The problem: Count every line in the following entries where the word "maroon" appears. Give the count alone.

◇ ◇ ◇ ◇ ◇

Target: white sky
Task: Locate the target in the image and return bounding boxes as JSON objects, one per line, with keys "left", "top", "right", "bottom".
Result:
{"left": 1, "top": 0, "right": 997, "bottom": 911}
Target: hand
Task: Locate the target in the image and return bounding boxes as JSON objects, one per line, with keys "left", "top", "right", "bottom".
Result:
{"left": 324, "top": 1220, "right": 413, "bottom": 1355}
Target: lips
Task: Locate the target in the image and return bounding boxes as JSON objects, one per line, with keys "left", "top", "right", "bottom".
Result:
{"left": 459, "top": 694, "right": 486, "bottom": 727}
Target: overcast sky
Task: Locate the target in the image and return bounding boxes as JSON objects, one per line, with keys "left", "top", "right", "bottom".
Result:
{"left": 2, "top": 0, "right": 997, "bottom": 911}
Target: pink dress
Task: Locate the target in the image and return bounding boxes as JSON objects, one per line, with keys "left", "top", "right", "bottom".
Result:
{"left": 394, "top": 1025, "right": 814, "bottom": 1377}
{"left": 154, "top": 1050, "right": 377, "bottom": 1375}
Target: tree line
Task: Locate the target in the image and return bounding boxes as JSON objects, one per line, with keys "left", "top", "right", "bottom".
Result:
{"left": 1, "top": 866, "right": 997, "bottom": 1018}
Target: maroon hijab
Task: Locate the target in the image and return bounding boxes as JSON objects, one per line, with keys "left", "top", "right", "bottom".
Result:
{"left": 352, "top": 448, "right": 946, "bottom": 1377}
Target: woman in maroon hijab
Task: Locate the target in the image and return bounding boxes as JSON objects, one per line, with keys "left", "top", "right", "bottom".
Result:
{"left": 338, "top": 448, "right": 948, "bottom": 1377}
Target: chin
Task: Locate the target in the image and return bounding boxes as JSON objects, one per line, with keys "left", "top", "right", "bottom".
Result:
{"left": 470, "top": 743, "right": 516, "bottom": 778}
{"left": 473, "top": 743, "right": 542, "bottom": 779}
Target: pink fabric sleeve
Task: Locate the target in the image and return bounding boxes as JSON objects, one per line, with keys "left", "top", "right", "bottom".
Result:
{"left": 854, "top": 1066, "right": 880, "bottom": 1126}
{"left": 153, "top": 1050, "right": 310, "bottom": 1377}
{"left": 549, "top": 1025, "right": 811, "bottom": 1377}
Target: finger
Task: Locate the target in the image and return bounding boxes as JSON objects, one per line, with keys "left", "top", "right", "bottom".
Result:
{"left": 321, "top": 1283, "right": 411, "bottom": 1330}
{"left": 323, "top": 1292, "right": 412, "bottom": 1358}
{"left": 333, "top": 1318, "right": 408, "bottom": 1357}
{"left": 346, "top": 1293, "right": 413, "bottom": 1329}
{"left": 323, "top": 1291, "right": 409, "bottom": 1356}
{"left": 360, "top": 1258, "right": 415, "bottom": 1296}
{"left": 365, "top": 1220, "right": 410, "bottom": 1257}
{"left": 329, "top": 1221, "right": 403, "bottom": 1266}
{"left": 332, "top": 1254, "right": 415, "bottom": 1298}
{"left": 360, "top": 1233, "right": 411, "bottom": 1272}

◇ ◇ ◇ ◇ ◇

Response to the exercise: 2